# What is expected:
Format everything from the line containing "Each instance of the paved" down to the last of the lines below as a JSON list of strings, one string per line, leaving out blank lines.

"""

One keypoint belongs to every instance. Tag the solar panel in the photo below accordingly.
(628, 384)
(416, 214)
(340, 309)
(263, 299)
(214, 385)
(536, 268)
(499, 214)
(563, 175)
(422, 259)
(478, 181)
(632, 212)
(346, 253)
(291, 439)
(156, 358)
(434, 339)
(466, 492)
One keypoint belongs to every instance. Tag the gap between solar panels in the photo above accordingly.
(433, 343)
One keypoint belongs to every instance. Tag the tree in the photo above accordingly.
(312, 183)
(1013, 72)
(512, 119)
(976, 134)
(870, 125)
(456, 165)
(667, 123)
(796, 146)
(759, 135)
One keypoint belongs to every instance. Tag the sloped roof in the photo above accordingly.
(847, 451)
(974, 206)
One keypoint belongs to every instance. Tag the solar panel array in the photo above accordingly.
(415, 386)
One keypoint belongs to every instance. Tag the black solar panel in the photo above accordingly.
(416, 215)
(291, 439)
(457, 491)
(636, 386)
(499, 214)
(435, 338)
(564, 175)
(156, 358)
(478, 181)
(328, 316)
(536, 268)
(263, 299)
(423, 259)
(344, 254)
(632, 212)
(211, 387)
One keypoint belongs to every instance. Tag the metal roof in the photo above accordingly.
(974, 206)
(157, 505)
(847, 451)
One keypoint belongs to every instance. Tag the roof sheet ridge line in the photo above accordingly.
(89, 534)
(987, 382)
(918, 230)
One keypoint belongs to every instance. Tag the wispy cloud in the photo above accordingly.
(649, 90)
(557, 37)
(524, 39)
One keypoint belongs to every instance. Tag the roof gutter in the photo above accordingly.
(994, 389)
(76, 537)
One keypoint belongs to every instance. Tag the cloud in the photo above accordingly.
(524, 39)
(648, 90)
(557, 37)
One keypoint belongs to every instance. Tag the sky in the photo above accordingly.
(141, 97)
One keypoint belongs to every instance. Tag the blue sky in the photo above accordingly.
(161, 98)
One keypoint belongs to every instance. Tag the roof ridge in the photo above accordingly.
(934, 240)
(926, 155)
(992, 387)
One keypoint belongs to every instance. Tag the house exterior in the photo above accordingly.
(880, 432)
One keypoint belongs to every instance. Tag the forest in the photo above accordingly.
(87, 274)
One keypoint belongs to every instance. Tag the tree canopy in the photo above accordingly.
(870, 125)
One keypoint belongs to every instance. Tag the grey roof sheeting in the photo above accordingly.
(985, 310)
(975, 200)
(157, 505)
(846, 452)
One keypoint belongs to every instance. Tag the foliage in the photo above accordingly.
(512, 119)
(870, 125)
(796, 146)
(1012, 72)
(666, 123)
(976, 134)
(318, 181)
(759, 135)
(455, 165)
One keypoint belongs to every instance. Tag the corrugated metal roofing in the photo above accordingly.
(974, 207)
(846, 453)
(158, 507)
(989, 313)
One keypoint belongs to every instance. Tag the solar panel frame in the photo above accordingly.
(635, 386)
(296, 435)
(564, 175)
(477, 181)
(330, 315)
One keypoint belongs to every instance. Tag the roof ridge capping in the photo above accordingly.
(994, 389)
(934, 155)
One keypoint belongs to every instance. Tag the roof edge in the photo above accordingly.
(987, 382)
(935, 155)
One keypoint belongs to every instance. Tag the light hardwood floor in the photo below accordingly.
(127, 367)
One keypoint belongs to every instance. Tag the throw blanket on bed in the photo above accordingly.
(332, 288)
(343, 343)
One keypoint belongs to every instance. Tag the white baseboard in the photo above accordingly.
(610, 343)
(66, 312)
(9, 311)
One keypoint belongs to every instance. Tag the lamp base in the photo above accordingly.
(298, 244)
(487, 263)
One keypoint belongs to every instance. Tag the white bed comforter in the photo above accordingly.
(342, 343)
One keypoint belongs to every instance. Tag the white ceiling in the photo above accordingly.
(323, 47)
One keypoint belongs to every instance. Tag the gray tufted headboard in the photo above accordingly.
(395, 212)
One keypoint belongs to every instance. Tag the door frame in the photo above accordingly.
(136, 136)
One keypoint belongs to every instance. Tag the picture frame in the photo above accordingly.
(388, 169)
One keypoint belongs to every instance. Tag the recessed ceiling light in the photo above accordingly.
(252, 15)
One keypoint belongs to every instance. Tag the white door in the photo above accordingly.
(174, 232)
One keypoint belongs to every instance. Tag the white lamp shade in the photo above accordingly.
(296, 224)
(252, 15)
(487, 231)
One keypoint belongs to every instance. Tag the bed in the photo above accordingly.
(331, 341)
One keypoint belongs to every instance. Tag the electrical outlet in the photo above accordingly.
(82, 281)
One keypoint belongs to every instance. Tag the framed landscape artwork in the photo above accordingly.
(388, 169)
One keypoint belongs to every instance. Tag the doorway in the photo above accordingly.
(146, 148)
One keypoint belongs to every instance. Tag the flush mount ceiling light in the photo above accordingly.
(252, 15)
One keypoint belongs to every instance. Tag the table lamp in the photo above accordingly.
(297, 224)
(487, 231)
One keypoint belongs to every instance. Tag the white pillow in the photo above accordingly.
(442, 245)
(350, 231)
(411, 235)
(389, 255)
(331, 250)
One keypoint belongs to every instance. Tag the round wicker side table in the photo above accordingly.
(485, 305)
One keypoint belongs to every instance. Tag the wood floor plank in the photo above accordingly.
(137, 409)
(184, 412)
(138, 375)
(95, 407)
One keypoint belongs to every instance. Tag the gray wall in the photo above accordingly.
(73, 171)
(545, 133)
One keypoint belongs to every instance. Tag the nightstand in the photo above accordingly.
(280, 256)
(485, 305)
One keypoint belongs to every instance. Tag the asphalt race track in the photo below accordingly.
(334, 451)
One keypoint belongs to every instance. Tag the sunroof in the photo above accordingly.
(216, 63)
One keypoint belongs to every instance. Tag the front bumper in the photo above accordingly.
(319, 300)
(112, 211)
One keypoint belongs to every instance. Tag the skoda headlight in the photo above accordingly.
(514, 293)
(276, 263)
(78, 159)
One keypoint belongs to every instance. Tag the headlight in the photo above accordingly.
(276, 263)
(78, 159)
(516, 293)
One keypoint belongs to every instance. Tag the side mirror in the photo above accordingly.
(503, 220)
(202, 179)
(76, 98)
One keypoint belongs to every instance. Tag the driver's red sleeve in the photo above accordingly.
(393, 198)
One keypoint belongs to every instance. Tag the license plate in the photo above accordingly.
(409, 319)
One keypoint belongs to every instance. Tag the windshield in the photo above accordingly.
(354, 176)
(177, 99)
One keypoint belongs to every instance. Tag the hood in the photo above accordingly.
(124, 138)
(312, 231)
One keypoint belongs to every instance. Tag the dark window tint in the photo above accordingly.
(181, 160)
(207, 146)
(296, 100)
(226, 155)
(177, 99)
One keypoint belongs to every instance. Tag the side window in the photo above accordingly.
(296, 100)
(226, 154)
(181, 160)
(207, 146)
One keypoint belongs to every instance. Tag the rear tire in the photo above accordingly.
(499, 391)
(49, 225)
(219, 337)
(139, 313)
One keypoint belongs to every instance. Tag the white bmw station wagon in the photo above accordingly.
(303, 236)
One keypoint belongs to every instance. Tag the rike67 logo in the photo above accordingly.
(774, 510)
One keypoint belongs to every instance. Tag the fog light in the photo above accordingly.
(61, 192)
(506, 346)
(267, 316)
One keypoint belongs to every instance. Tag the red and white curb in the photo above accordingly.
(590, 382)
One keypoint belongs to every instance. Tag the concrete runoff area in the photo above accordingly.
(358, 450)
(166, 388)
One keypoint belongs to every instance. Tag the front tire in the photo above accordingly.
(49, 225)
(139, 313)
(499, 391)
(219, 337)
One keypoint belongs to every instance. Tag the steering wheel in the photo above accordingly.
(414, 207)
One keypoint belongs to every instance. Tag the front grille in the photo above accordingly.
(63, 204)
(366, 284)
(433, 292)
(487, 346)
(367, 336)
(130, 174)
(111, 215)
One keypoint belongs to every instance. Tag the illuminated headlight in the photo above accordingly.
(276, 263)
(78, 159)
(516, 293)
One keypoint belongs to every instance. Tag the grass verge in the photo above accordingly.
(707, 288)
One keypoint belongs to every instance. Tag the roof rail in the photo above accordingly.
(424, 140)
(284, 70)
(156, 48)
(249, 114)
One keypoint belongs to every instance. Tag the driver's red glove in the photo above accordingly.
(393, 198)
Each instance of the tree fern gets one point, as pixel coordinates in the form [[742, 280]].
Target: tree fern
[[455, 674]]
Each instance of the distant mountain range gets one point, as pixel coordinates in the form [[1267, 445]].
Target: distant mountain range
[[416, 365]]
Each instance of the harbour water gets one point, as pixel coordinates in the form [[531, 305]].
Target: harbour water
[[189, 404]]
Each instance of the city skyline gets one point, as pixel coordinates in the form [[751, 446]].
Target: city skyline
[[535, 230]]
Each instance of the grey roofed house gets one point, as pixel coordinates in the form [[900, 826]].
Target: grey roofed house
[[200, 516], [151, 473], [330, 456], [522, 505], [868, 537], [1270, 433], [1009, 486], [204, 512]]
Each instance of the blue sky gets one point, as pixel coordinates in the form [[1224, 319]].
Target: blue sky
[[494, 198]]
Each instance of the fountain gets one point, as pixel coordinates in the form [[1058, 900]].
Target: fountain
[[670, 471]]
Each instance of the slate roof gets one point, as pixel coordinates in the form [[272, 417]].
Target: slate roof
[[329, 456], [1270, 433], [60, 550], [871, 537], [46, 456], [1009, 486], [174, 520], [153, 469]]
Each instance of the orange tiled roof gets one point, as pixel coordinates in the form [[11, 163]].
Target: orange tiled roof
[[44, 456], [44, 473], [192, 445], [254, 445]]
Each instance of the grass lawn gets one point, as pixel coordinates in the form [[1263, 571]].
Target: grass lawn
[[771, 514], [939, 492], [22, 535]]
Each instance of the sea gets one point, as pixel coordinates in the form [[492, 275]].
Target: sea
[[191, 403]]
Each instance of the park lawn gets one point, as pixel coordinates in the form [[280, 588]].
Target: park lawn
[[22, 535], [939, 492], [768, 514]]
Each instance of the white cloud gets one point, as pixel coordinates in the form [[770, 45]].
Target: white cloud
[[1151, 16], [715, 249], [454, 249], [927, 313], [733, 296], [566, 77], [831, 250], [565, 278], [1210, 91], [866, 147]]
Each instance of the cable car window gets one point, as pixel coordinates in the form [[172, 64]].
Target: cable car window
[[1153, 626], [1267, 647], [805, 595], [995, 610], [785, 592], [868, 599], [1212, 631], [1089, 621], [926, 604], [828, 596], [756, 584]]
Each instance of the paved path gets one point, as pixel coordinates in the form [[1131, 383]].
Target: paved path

"""

# Full response:
[
  "Each instance of the paved path gets one point, as pixel coordinates in the form [[1131, 383]].",
  "Target: paved path"
]